**Required action:** Would you return the entries below exactly from the line containing "Indicate the water" onward, ending with the final line and including it, and nothing else?

**Supplied data:**
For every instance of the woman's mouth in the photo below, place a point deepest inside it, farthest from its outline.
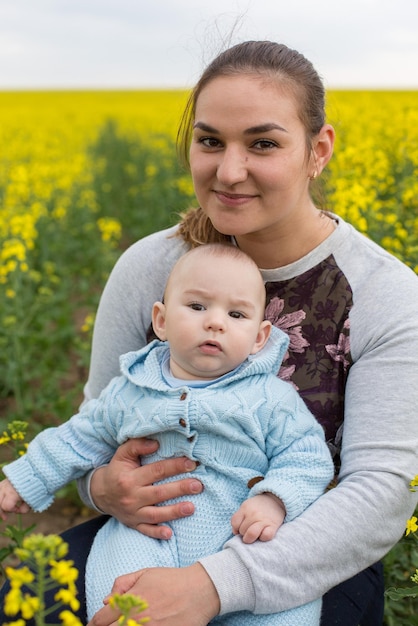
(233, 199)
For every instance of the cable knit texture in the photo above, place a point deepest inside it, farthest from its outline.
(249, 425)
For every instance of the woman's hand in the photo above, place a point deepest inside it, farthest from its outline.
(175, 597)
(126, 490)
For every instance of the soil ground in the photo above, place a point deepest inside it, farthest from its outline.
(61, 515)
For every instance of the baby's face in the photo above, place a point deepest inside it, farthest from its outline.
(214, 308)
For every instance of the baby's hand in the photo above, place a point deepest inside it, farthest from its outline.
(10, 501)
(258, 517)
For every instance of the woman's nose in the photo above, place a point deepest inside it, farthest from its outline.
(232, 167)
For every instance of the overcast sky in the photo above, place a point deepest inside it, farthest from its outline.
(166, 43)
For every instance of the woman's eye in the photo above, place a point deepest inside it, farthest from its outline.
(196, 306)
(265, 144)
(209, 142)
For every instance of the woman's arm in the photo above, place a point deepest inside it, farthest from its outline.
(126, 490)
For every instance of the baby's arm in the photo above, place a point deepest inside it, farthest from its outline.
(10, 501)
(258, 517)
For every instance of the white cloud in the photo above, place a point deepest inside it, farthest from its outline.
(133, 43)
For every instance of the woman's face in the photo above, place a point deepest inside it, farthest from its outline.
(248, 156)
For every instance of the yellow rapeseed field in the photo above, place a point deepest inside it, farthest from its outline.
(82, 174)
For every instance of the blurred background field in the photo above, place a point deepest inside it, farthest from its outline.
(85, 174)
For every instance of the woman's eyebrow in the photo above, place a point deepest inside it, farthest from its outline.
(254, 130)
(264, 128)
(206, 128)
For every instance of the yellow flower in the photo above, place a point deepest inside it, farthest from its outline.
(67, 596)
(411, 525)
(20, 576)
(414, 483)
(63, 571)
(12, 601)
(68, 619)
(29, 606)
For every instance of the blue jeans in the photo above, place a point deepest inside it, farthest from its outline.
(358, 601)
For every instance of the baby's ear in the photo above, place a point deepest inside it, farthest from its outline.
(158, 320)
(262, 336)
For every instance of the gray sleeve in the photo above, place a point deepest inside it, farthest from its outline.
(124, 314)
(358, 522)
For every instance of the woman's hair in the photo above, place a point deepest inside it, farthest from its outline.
(274, 62)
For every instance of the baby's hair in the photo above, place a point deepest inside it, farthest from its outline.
(227, 250)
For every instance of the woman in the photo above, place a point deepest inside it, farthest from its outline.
(256, 136)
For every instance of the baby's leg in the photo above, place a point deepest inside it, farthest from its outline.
(119, 550)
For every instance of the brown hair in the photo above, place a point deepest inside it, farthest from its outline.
(275, 62)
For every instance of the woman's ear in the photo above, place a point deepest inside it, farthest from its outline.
(262, 336)
(158, 320)
(322, 149)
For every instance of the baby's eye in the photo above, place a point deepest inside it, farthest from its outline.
(236, 314)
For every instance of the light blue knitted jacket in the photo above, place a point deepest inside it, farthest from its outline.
(251, 424)
(245, 426)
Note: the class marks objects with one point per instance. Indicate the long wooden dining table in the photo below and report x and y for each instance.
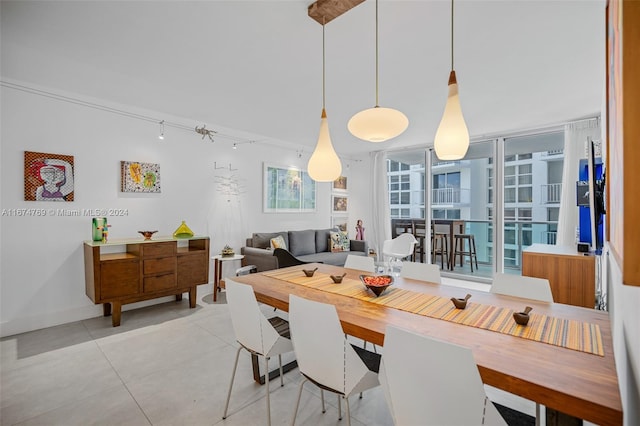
(579, 384)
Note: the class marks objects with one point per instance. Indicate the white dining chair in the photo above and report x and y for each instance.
(325, 357)
(363, 263)
(521, 286)
(399, 247)
(255, 333)
(431, 382)
(421, 271)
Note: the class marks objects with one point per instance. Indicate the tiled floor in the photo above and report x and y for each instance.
(165, 365)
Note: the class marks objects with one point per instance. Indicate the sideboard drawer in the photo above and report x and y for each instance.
(119, 278)
(159, 265)
(159, 249)
(159, 282)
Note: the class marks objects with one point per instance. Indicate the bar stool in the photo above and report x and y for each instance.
(459, 249)
(439, 246)
(420, 232)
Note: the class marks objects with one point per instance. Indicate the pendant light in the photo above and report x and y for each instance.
(324, 164)
(452, 137)
(378, 124)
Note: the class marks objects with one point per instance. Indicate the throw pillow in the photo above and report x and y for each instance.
(339, 241)
(278, 242)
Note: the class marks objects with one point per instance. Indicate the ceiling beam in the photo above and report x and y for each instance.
(324, 11)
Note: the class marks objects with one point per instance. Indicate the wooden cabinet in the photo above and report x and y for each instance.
(126, 271)
(570, 273)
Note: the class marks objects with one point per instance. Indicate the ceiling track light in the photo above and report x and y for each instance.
(206, 132)
(161, 136)
(452, 137)
(324, 164)
(378, 124)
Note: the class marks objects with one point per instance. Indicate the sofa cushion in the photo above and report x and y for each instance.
(302, 242)
(278, 242)
(322, 239)
(263, 239)
(339, 241)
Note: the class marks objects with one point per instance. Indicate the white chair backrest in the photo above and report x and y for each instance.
(251, 327)
(401, 246)
(519, 286)
(363, 263)
(430, 382)
(322, 352)
(421, 271)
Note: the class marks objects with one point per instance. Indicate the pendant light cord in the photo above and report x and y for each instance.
(377, 104)
(323, 66)
(452, 35)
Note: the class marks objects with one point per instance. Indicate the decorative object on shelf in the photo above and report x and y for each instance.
(48, 177)
(377, 283)
(183, 231)
(378, 124)
(452, 137)
(337, 278)
(140, 177)
(97, 224)
(460, 303)
(309, 272)
(227, 252)
(522, 318)
(104, 229)
(147, 234)
(359, 230)
(324, 164)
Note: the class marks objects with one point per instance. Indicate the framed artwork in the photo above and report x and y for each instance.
(140, 177)
(288, 190)
(340, 184)
(340, 222)
(339, 203)
(48, 177)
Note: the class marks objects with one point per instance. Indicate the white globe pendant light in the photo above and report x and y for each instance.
(324, 164)
(377, 124)
(452, 137)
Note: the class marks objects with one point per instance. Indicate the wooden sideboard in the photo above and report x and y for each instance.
(126, 271)
(570, 273)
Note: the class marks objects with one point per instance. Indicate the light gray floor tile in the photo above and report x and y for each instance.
(58, 380)
(157, 348)
(113, 406)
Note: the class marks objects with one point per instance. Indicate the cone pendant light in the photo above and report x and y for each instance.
(377, 124)
(452, 136)
(324, 164)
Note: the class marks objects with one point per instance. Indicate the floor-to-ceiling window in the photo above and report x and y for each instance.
(528, 192)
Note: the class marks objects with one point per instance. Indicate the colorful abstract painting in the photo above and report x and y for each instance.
(48, 177)
(140, 177)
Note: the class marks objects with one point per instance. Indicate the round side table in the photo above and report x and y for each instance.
(217, 271)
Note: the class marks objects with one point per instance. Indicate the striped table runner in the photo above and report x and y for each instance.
(571, 334)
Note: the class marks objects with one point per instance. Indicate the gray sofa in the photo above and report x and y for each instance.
(309, 245)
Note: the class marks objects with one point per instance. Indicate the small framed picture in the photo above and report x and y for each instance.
(340, 184)
(340, 222)
(339, 204)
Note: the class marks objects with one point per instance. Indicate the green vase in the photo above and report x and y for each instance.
(98, 224)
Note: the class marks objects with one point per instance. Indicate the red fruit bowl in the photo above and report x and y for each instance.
(376, 283)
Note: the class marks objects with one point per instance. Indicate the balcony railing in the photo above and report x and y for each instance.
(551, 193)
(449, 196)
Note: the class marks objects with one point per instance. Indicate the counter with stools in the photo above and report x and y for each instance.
(460, 250)
(440, 246)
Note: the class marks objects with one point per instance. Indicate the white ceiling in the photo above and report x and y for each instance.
(255, 67)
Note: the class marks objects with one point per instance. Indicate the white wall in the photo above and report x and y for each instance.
(41, 263)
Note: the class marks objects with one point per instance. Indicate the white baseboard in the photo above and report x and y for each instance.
(50, 319)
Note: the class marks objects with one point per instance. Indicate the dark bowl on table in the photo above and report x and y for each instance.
(376, 283)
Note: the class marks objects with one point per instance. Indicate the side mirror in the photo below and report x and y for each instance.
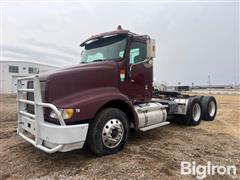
(151, 50)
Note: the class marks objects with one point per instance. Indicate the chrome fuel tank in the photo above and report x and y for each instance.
(150, 113)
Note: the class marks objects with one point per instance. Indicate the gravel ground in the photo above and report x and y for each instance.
(155, 154)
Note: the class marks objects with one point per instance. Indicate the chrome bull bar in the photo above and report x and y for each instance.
(59, 135)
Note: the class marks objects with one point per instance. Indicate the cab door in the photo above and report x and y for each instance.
(140, 74)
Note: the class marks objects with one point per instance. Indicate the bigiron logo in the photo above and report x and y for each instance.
(209, 169)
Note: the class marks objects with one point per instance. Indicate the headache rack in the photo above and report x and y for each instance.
(33, 122)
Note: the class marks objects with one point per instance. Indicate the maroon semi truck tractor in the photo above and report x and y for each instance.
(97, 101)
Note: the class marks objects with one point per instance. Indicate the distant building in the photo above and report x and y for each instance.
(11, 70)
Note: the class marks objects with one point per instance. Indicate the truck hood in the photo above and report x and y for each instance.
(76, 79)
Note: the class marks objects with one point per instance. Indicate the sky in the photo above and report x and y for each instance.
(193, 39)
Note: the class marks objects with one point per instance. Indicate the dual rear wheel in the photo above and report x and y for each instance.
(200, 108)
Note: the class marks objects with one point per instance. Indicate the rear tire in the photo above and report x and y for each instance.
(209, 106)
(109, 132)
(194, 112)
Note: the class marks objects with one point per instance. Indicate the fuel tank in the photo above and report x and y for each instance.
(150, 113)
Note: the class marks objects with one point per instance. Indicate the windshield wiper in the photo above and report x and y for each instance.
(97, 60)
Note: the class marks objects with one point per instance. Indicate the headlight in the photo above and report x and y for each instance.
(66, 113)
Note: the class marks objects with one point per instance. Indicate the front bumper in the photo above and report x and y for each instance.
(43, 135)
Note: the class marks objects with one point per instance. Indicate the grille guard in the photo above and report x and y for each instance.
(58, 135)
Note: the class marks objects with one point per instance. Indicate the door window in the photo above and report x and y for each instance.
(137, 52)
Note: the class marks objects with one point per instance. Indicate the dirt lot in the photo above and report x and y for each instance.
(150, 155)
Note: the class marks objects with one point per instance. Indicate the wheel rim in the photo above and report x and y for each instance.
(196, 112)
(112, 133)
(211, 108)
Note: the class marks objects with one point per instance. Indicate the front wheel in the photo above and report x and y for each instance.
(109, 132)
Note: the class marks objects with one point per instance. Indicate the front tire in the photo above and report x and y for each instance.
(109, 132)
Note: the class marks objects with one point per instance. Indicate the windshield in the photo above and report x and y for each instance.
(109, 48)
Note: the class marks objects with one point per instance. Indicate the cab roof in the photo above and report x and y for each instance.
(119, 31)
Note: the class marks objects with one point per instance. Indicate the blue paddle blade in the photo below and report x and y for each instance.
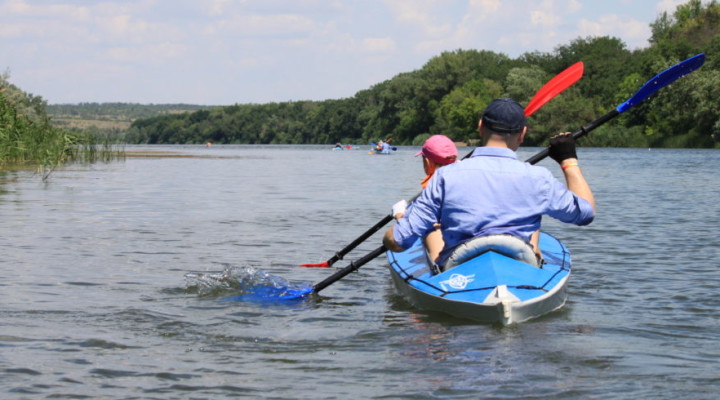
(271, 294)
(663, 79)
(247, 284)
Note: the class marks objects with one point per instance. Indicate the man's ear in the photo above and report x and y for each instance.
(481, 131)
(521, 138)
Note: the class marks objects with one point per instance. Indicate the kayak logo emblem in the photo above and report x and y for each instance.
(457, 281)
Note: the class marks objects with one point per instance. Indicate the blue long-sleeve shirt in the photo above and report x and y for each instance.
(492, 192)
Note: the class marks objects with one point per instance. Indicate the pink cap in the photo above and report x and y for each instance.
(440, 149)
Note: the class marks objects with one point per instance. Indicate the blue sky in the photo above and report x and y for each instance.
(220, 52)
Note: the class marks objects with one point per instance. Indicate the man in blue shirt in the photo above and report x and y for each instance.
(493, 192)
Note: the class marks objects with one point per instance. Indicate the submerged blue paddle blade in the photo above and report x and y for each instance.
(269, 294)
(246, 284)
(663, 79)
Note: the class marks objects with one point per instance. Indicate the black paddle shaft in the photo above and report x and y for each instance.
(354, 266)
(584, 130)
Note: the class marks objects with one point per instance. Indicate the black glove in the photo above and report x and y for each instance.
(562, 147)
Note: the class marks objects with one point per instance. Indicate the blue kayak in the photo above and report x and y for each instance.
(490, 287)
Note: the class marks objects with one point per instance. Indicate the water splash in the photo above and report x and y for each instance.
(246, 284)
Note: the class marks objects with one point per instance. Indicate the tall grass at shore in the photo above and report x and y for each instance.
(27, 139)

**Response area:**
Note: the class marks objects with one point per instance. Indicate the water splash in the photo above and report x and y for each instance.
(246, 284)
Note: the class marks objects with one point per instance. Indicate the tall grass at shore in the photo above and report x and y for each instance.
(27, 139)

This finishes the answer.